Text shown:
- - - -

SUBSCRIBER:


past masters commons

Annotation Guide:

cover
The Collected Works and Correspondence of Chauncey Wright
cover
Collected Works of Chauncey Wright, Volume 1
Essays and Reviews
Sir Charles Lyell.

Sir Charles Lyell.41

The telegraph announces the death of Sir Charles Lyell on Monday, February 22. His name is not less inseparably connected with the progress and, we might almost say, the completion of a great revolution in geological science (though less conspicuously connected with it) than the greater names in astronomy are with similar periods of transition in that science. The establishment of geology as a strictly inductive or positive science was in a great measure due to the early, clear, and steady conception of true method in its pursuit, which Sir Charles Lyell’s works have done more to expound and promulgate than all other geological publications in this century. It would be difficult to estimate how much of the patient, soberly-directed labor of the modern army of geological explorers has been inspired by his researches and the influence of his teachings; but it is clear that the position early won by him through his writings and observations was a most important one for the guidance of a movement in which, from its magnitude and need of many leaders, no master-mind could by wisdom or energy have attained to such relative rank as has been won by genius in lesser movements of scientific progress. Lyell was bom in 1797, at a time when the principles of sound method in geology were just beginning to be adequately appreciated. In that year Playfair published his illustrations of Hutton’s geological theories, which as completed and amended may be said to have determined the chief line of progress in this century. Ten years later, in 1807, the Geological Society of London was founded. Of this body Lyell was made president at an early age in 1836-7, and again in 1850-1. He had published the first edition of his ‘ Principles of Geology ’ in 1832. The eleven editions of this work, of which the last appeared in 1872, and the seven editions of his ‘ Elements of Geology,’ the last in 1871, may be regarded as chronicles of a progress of which he was the principal historian and a chief actor. Narratives of two visits to the United States, one for geological observation and the second for social as well as geological studies, were published in 1841 and 1845.

- - - -

Information supplied:
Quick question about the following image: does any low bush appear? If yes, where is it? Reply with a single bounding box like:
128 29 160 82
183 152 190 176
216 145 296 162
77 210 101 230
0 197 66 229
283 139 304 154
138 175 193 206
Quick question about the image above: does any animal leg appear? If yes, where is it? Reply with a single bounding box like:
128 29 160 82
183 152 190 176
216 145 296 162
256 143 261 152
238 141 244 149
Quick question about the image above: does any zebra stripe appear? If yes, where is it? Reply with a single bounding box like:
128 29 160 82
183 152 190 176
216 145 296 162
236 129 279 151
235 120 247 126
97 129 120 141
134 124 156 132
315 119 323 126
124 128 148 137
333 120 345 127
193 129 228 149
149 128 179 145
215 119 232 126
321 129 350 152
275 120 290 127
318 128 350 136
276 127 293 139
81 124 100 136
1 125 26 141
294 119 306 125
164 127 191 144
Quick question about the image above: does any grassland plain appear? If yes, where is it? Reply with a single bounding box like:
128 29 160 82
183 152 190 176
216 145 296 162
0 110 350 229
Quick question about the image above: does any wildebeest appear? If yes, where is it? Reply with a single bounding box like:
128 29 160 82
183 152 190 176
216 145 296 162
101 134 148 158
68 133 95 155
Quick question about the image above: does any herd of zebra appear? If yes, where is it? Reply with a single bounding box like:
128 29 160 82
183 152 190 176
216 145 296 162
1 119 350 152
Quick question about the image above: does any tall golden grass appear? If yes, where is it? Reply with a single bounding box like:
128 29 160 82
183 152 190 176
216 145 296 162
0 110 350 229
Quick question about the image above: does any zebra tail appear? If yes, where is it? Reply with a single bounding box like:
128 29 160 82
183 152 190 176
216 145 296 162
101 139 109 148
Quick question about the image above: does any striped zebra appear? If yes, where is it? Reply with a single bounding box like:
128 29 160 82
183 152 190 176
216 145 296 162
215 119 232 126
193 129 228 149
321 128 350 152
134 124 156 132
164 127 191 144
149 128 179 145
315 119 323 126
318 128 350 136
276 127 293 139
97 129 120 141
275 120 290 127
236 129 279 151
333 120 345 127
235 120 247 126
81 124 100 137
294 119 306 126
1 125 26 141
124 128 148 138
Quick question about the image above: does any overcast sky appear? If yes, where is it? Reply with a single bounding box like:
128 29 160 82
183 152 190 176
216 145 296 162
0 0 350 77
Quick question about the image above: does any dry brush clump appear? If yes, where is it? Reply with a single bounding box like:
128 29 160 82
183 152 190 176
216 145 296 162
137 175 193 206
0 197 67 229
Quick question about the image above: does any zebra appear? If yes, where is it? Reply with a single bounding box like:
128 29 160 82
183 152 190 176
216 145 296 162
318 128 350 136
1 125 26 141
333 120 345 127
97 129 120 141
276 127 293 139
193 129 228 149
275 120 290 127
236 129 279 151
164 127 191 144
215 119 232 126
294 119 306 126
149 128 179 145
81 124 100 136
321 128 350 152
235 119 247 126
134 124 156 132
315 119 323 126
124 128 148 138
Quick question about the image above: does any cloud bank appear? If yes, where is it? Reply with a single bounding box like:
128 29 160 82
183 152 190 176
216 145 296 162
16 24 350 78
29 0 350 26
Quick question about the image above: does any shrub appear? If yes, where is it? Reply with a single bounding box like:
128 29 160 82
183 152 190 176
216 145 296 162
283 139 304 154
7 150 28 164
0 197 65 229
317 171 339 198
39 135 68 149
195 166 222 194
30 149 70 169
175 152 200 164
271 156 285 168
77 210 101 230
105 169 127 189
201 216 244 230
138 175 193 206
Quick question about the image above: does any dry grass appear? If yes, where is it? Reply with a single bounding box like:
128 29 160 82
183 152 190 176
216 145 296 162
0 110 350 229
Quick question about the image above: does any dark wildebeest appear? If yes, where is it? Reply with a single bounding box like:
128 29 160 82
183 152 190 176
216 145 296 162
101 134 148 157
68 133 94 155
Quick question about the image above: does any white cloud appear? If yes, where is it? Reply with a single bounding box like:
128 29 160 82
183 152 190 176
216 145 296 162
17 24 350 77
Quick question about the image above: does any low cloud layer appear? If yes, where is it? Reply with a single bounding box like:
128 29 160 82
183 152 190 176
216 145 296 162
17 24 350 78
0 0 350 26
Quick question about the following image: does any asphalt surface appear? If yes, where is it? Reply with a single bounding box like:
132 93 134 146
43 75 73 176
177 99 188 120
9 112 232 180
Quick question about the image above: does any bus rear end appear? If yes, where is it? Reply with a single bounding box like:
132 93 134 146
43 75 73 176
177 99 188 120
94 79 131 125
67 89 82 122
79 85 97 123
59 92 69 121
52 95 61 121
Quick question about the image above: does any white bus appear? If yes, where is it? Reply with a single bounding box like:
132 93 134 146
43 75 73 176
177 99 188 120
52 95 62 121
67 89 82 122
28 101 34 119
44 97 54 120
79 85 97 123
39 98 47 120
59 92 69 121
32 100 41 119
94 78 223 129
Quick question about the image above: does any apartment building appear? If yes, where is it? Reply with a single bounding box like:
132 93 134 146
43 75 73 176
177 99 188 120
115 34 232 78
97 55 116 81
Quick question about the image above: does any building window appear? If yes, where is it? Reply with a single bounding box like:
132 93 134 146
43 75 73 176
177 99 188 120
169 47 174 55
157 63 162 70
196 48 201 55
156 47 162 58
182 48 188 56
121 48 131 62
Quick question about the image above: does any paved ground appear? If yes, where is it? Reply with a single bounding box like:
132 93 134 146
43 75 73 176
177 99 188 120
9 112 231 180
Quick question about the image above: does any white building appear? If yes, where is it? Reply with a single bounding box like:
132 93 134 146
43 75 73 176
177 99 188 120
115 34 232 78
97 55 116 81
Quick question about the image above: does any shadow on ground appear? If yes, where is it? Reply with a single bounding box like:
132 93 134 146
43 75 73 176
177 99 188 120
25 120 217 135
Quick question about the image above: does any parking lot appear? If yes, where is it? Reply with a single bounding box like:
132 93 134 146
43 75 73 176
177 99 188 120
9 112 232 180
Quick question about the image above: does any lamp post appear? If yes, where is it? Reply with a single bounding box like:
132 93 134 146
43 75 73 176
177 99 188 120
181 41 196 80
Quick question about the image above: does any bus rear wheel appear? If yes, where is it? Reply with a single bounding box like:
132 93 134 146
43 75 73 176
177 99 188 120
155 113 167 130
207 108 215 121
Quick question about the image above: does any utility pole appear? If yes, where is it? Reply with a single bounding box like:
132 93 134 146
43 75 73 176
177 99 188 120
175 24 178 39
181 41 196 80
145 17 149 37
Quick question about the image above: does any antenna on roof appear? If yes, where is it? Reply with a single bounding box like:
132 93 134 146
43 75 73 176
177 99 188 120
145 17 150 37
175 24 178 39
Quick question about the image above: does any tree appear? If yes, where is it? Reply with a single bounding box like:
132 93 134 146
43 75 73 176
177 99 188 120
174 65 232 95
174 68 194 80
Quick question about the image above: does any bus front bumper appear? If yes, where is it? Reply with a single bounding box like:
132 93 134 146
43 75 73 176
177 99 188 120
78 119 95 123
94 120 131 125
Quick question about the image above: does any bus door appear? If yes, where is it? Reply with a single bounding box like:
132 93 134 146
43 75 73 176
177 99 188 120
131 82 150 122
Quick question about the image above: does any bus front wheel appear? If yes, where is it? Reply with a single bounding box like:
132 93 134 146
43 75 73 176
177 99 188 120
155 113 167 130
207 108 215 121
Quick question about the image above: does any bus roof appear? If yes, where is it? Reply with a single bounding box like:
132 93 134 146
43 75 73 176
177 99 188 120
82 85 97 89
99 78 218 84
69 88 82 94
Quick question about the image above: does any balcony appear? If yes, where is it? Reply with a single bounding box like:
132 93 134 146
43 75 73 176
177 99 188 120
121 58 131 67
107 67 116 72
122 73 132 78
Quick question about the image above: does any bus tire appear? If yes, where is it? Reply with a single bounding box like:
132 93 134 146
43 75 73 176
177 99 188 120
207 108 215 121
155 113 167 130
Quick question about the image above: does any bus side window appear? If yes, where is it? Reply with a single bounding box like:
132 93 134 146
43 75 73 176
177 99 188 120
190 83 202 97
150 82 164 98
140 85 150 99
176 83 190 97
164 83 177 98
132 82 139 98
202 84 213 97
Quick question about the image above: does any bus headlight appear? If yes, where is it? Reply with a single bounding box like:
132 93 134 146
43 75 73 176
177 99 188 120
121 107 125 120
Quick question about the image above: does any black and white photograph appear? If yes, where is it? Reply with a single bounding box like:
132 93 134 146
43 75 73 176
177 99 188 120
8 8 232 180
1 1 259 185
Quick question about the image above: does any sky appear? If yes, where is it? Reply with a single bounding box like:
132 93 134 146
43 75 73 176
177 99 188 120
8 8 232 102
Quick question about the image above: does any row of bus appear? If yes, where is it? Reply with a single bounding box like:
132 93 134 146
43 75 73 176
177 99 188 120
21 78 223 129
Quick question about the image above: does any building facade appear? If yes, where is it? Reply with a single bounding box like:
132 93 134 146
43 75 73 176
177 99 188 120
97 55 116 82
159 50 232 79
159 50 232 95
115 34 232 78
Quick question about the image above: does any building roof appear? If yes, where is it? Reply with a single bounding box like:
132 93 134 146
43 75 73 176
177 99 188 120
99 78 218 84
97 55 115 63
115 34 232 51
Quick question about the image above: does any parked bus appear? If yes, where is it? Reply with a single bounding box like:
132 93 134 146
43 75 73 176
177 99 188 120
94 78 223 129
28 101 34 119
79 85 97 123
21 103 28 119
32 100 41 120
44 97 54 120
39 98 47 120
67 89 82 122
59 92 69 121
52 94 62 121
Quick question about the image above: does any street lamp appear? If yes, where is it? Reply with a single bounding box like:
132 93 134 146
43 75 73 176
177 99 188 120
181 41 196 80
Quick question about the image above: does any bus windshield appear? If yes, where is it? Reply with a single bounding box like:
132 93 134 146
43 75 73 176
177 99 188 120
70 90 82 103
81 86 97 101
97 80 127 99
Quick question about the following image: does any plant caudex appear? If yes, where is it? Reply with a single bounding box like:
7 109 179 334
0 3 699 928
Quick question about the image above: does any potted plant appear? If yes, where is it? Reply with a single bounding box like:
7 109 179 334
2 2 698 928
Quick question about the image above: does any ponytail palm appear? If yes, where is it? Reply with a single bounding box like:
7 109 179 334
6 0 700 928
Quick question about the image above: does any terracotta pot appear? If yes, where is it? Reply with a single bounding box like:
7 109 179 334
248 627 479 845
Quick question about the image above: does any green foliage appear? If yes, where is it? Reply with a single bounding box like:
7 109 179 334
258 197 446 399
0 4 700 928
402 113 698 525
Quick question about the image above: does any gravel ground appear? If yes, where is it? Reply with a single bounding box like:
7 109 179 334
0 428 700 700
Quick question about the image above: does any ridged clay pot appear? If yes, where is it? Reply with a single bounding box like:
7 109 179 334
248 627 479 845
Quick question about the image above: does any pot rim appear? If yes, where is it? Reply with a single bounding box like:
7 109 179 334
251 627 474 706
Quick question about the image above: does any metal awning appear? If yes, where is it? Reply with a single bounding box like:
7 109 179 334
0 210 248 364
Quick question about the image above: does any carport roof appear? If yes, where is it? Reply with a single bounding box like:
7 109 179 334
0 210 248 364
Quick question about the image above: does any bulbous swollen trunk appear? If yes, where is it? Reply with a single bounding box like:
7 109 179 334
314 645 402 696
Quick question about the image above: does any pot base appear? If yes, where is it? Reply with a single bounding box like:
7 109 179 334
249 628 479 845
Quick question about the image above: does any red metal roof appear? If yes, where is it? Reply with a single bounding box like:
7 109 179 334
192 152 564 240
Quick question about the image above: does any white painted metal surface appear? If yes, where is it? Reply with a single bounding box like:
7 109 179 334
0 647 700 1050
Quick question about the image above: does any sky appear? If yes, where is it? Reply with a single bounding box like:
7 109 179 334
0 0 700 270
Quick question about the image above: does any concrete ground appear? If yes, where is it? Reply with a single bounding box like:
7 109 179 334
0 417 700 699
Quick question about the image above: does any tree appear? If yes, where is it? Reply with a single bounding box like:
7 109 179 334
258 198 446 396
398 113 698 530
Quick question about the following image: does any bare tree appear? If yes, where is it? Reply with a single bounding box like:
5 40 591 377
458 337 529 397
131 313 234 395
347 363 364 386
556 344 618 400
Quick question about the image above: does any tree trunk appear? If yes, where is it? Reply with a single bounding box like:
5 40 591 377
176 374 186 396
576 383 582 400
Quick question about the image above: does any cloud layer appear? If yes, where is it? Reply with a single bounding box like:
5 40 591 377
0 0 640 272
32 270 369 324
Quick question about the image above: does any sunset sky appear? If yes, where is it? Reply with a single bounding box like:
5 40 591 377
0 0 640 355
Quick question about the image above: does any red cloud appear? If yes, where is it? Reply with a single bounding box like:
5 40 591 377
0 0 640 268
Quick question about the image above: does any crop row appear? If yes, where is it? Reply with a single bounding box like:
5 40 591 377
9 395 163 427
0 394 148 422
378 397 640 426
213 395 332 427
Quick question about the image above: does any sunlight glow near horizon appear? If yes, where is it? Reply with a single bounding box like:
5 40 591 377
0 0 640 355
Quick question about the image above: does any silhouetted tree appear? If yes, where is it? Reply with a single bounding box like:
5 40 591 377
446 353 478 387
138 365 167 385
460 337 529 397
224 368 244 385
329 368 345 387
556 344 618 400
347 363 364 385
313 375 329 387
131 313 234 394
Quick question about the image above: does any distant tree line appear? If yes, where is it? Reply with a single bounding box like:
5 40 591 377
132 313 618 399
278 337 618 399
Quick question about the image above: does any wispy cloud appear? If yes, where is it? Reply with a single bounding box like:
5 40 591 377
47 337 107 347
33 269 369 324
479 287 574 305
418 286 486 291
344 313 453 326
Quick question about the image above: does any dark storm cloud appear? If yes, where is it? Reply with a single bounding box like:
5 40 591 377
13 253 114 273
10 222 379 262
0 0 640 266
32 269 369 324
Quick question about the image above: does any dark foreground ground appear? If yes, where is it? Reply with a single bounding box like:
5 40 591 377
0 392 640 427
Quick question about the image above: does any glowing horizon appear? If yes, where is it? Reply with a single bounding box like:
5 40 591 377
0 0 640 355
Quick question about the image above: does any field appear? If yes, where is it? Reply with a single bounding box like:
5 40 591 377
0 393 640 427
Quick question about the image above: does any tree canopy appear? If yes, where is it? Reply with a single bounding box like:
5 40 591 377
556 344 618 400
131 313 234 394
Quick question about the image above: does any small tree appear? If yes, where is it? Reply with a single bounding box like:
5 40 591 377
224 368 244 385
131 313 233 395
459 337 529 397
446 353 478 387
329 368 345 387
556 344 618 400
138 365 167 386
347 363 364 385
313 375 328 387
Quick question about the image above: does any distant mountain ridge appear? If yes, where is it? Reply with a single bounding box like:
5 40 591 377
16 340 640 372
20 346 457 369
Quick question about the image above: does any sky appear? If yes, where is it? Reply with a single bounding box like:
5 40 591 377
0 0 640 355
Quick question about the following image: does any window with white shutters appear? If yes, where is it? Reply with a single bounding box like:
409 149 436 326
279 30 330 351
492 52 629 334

- - - -

Problems to solve:
1. Translate this sentence from the essay on Sir Charles Lyell into Spanish: "Ten years later, in 1807, the Geological Society of London was founded."
2. According to the essay on Sir Charles Lyell, in what year did Lyell publish the first edition of his "Principles of Geology"?
3. Carry the essay on Sir Charles Lyell forward from its last sentence.

Answers by task:
1. Diez años después, en 1807, se fundó la Sociedad Geológica de Londres.

2. 1832

3.
The publication in 1863 of his work on the ‘ Antiquity of Man ’ marks an interesting déenoûment of the great movement with which his lifetime was almost coincident, and with which his name and work are inseparably joined. At the end of the last century, the transmutation or development theory was independently and almost simultaneously proposed by three great thinkers, Goethe, Geoffroy St. Hilaire, and Erasmus Darwin. Its final triumph in our day was almost a direct consequence of the principles adopted by Lyell from Hutton and the Huttonians, and urged so clearly and effectively by him in his ‘ Principles.’ Yet Lyell—and this was an interesting exhibition of a worthy trait of his mind—resisted the theory of development for a long time; until after the publication of that most remarkable book of the century, Darwin’s ‘Origin of Species.’ He showed in the early editions of his ‘ Principles ’ a decided, though just and appreciative, opposition to Lamarck’s theories; and it thus happened that Lyell was one of the few veterans in science who were converted from their older view's by Mr. Darwin’s arguments. Though nearly seventy years of age, he showed the genuineness of his conversion by rewriting in the tenth edition of his ‘Principles ’ the chapter on the development theory, and other matters relating to it. This change gives his masterpiece a greater logical completeness and coherency than it had ever had before, and redounded to his credit in this way quite as much as in the exhibition it gave of his openness of mind to scientific arguments, or of the moderation of the conservatism which characterized him as a true English Liberal.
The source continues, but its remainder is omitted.